**What is needed**
Apart from the pictures, write out all the records exactly.

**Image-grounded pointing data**
=====

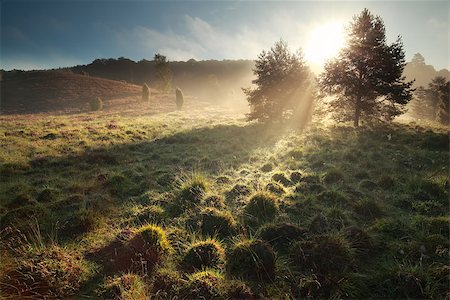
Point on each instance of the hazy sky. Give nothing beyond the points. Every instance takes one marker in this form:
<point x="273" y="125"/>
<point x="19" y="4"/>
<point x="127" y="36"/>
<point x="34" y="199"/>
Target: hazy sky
<point x="46" y="34"/>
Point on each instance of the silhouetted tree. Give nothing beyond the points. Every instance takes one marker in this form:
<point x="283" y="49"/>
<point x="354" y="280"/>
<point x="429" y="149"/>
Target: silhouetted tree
<point x="280" y="75"/>
<point x="432" y="102"/>
<point x="163" y="74"/>
<point x="179" y="98"/>
<point x="366" y="78"/>
<point x="443" y="114"/>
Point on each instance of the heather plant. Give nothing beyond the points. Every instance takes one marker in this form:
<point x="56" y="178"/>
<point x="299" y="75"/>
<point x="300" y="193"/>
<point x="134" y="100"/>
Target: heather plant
<point x="179" y="98"/>
<point x="145" y="93"/>
<point x="96" y="104"/>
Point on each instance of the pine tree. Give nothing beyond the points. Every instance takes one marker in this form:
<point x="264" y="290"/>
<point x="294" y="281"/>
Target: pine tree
<point x="280" y="75"/>
<point x="163" y="74"/>
<point x="366" y="78"/>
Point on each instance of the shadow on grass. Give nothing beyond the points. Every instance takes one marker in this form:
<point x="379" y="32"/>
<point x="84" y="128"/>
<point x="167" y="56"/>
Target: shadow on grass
<point x="100" y="176"/>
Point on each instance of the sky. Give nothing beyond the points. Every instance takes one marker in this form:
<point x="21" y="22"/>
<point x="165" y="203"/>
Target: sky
<point x="50" y="34"/>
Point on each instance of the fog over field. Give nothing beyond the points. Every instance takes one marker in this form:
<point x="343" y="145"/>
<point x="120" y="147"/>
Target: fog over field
<point x="224" y="150"/>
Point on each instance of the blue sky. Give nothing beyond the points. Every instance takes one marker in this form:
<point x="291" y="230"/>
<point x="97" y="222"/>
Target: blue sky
<point x="46" y="34"/>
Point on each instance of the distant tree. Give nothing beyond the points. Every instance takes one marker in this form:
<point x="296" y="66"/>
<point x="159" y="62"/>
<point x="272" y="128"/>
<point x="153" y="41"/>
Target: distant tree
<point x="432" y="103"/>
<point x="366" y="78"/>
<point x="163" y="73"/>
<point x="96" y="104"/>
<point x="280" y="75"/>
<point x="179" y="98"/>
<point x="145" y="93"/>
<point x="443" y="114"/>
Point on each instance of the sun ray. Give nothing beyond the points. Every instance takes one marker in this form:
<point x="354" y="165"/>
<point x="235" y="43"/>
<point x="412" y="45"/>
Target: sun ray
<point x="324" y="42"/>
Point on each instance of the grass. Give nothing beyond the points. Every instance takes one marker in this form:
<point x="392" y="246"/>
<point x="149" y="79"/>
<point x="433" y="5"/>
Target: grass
<point x="375" y="207"/>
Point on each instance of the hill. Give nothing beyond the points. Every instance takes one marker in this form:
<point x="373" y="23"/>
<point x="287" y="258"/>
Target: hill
<point x="43" y="91"/>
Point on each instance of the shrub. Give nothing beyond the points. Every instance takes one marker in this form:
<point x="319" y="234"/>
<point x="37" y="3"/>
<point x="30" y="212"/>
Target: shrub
<point x="213" y="221"/>
<point x="280" y="236"/>
<point x="251" y="259"/>
<point x="203" y="254"/>
<point x="179" y="98"/>
<point x="96" y="104"/>
<point x="145" y="93"/>
<point x="262" y="207"/>
<point x="127" y="287"/>
<point x="204" y="285"/>
<point x="50" y="272"/>
<point x="324" y="254"/>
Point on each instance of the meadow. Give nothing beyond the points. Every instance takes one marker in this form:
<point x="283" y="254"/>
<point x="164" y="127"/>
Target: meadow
<point x="201" y="204"/>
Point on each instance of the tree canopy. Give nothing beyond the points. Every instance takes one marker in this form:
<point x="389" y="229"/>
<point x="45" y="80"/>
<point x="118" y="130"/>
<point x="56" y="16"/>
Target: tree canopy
<point x="280" y="76"/>
<point x="365" y="80"/>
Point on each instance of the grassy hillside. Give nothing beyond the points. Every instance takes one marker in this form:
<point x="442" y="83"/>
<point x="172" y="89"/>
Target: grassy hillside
<point x="236" y="209"/>
<point x="44" y="91"/>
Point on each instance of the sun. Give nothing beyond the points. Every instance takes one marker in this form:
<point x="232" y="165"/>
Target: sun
<point x="324" y="42"/>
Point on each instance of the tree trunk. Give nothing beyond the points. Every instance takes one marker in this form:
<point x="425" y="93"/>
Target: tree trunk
<point x="357" y="111"/>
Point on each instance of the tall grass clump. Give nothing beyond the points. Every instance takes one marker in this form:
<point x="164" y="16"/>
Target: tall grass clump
<point x="323" y="254"/>
<point x="179" y="98"/>
<point x="261" y="208"/>
<point x="204" y="254"/>
<point x="145" y="93"/>
<point x="217" y="222"/>
<point x="150" y="244"/>
<point x="128" y="286"/>
<point x="251" y="259"/>
<point x="45" y="272"/>
<point x="192" y="190"/>
<point x="96" y="104"/>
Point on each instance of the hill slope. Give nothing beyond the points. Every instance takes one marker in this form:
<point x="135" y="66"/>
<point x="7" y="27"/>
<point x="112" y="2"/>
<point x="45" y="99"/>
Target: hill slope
<point x="41" y="91"/>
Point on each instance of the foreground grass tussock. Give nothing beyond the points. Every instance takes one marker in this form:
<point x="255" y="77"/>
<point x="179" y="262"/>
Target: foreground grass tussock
<point x="200" y="204"/>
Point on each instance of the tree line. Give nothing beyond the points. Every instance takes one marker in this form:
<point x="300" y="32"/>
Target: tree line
<point x="365" y="82"/>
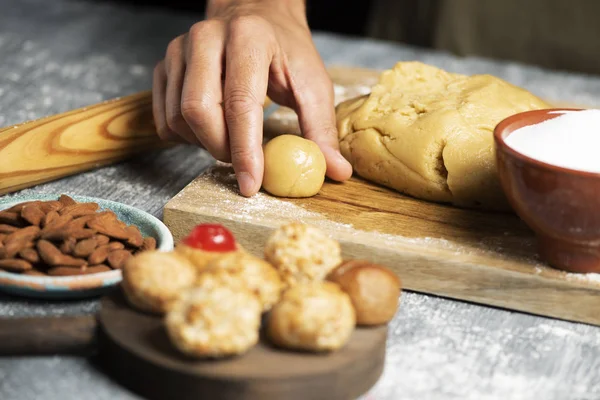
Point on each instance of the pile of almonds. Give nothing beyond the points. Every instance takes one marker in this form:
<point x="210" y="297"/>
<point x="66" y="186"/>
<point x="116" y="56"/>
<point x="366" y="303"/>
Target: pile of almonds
<point x="64" y="237"/>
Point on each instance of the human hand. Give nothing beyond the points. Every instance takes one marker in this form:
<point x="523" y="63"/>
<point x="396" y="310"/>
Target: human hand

=====

**Response to the task**
Point on each instance of the hazy sky. Give nothing beyond the points. Every instance takes one marker in this form:
<point x="273" y="125"/>
<point x="19" y="4"/>
<point x="127" y="36"/>
<point x="34" y="199"/>
Target: hazy sky
<point x="46" y="34"/>
Point on each instance of the silhouetted tree. Give nothing beyond the points. Every instance takes one marker in this form:
<point x="283" y="49"/>
<point x="354" y="280"/>
<point x="429" y="149"/>
Target: silhouetted tree
<point x="280" y="75"/>
<point x="432" y="102"/>
<point x="163" y="74"/>
<point x="179" y="98"/>
<point x="366" y="78"/>
<point x="443" y="114"/>
Point on each instance of the heather plant. Give nothing beyond the points. Every instance takes one marker in this form:
<point x="56" y="178"/>
<point x="299" y="75"/>
<point x="300" y="193"/>
<point x="134" y="100"/>
Target: heather plant
<point x="179" y="98"/>
<point x="145" y="93"/>
<point x="96" y="104"/>
Point on each instance of the pine tree. Give nothing beyond the points. Every instance takes one marker in this form:
<point x="264" y="290"/>
<point x="294" y="281"/>
Target: pine tree
<point x="280" y="75"/>
<point x="163" y="74"/>
<point x="366" y="78"/>
Point on each instance of the shadow on grass. Give nothing beyond the points. Every instance takes one marker in this form:
<point x="379" y="32"/>
<point x="84" y="128"/>
<point x="167" y="56"/>
Target: shadow on grass
<point x="100" y="176"/>
Point on each instance of the sky. Give nothing beyond the points. Every instance takes one marker in this form:
<point x="21" y="22"/>
<point x="165" y="203"/>
Target: sky
<point x="50" y="34"/>
Point on each instance of the fog over field. Give nothing beyond the points. Every instance takes one marker in this form:
<point x="343" y="145"/>
<point x="120" y="147"/>
Target: fog over field
<point x="224" y="150"/>
Point on each instance of the blue sky. Give nothing beyond the points. Every instance takes one marker in this form:
<point x="291" y="230"/>
<point x="97" y="222"/>
Target: blue sky
<point x="46" y="34"/>
Point on each instance of the distant tree. Give nothing beyond the points. Every instance takes one marker in this form:
<point x="296" y="66"/>
<point x="159" y="62"/>
<point x="272" y="128"/>
<point x="153" y="41"/>
Target: distant tree
<point x="432" y="103"/>
<point x="366" y="78"/>
<point x="163" y="73"/>
<point x="96" y="104"/>
<point x="280" y="75"/>
<point x="179" y="98"/>
<point x="145" y="93"/>
<point x="443" y="114"/>
Point on each instance of the sun ray. Give nothing beyond the points. Every instance takes one marker in this form:
<point x="354" y="165"/>
<point x="235" y="43"/>
<point x="412" y="45"/>
Target: sun ray
<point x="324" y="42"/>
Point on each instance of the grass. Give nothing beyond the points. Every instance takes one marker in this form:
<point x="392" y="246"/>
<point x="149" y="79"/>
<point x="433" y="5"/>
Target: grass
<point x="375" y="207"/>
Point on each instance of the hill. Give nothing beyond the points. Every instance takes one marker in this form:
<point x="373" y="23"/>
<point x="287" y="258"/>
Target: hill
<point x="43" y="91"/>
Point on each instance of the shrub. Give nothing beyond the points. Every instance takes one marker in this form:
<point x="319" y="234"/>
<point x="37" y="3"/>
<point x="30" y="212"/>
Target: shrub
<point x="213" y="221"/>
<point x="280" y="236"/>
<point x="251" y="259"/>
<point x="203" y="254"/>
<point x="179" y="98"/>
<point x="96" y="104"/>
<point x="145" y="93"/>
<point x="262" y="207"/>
<point x="127" y="287"/>
<point x="204" y="285"/>
<point x="50" y="272"/>
<point x="324" y="254"/>
Point on each instance of the meadow. Give nothing beyond the points. Every instance takes one marker in this form:
<point x="283" y="254"/>
<point x="164" y="127"/>
Target: meadow
<point x="201" y="204"/>
Point on each instance of the tree canopy. Give nothing beyond the points. Every instance takes one marker in this form:
<point x="389" y="229"/>
<point x="45" y="80"/>
<point x="118" y="130"/>
<point x="56" y="16"/>
Target: tree canopy
<point x="280" y="76"/>
<point x="365" y="80"/>
Point on each instance of the grassy hillside. Give nothing beyond the points. Every instance takes one marker in this form:
<point x="442" y="83"/>
<point x="172" y="89"/>
Target: grassy hillside
<point x="236" y="209"/>
<point x="44" y="91"/>
Point on each instance of the sun. Give nothing beyond the points. Every instance takes one marker in this form:
<point x="232" y="165"/>
Target: sun
<point x="324" y="42"/>
Point on each instance of the tree trunk. Give nothing beyond the points. Every instance takes one marker in this form:
<point x="425" y="93"/>
Target: tree trunk
<point x="357" y="111"/>
Point on each instance of the tall grass clump. Give nothing beyond the points. Every instance takes one marker in this form:
<point x="164" y="16"/>
Target: tall grass clump
<point x="323" y="254"/>
<point x="179" y="98"/>
<point x="261" y="208"/>
<point x="204" y="254"/>
<point x="145" y="93"/>
<point x="217" y="222"/>
<point x="150" y="244"/>
<point x="128" y="286"/>
<point x="251" y="259"/>
<point x="45" y="272"/>
<point x="192" y="190"/>
<point x="96" y="104"/>
Point on each instance of the hill slope. Give nothing beyond the points. Every instance takes one marker in this form:
<point x="135" y="66"/>
<point x="7" y="27"/>
<point x="112" y="2"/>
<point x="45" y="99"/>
Target: hill slope
<point x="41" y="91"/>
Point on each instance of the foreground grass tussock. Give nothing beyond the points. Every instance takes one marker in this form:
<point x="255" y="77"/>
<point x="179" y="262"/>
Target: foreground grass tussock
<point x="200" y="204"/>
Point on each instance of the tree line. Give nothing beyond the points. Every instance takes one marker in this form:
<point x="300" y="32"/>
Target: tree line
<point x="365" y="82"/>
Point on each instance of the pile of almonds. Give nothing beyond the points. Every instance takes one marker in this form:
<point x="210" y="297"/>
<point x="66" y="186"/>
<point x="116" y="56"/>
<point x="366" y="303"/>
Target: pile of almonds
<point x="64" y="237"/>
Point on each instance of the human hand. Give nothing beyond the points. Every instance takes one marker in this form:
<point x="523" y="63"/>
<point x="396" y="310"/>
Target: human hand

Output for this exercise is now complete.